STORED DATA:
★ ★ ★

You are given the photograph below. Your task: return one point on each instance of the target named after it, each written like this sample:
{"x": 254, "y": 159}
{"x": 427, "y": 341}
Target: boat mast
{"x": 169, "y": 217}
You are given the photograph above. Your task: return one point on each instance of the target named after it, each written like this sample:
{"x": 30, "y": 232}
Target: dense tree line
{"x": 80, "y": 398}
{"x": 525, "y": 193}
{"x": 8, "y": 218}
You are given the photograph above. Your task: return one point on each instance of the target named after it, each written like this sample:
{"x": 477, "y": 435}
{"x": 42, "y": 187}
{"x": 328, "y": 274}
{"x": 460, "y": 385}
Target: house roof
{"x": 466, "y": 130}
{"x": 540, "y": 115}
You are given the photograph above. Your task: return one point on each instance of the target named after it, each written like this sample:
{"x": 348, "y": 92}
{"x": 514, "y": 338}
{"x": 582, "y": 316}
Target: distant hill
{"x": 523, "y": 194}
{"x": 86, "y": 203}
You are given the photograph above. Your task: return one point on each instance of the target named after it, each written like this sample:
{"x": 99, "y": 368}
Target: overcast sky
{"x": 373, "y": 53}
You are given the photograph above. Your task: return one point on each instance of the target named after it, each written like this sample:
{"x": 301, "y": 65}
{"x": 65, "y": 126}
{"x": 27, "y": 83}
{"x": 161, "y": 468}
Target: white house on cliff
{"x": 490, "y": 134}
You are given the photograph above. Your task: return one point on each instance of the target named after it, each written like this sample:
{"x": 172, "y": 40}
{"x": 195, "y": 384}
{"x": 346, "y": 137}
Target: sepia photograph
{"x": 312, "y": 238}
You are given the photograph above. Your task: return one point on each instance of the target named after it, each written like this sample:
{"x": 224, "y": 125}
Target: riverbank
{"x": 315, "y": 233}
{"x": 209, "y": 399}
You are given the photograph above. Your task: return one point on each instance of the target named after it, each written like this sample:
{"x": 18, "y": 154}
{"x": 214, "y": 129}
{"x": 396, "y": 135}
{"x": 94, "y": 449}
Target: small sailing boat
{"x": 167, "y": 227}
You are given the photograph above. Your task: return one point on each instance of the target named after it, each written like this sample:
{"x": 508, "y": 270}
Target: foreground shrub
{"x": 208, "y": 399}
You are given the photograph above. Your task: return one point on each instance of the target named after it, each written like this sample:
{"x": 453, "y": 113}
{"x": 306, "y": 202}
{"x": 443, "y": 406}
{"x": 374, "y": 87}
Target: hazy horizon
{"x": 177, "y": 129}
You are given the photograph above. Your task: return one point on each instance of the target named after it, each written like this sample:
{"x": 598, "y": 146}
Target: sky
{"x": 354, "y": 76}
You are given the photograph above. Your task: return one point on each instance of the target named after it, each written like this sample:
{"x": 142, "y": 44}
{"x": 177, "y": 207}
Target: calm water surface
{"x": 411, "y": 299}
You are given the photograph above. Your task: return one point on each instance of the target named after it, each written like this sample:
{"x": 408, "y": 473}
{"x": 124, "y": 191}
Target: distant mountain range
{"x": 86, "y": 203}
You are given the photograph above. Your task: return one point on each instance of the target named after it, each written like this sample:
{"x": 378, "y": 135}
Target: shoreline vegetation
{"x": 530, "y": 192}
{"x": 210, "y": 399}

★ ★ ★

STATED TASK: Gather every line in the items above that contains the word "house". Case counts.

TASK SOLUTION:
Target: house roof
Target: white house on cliff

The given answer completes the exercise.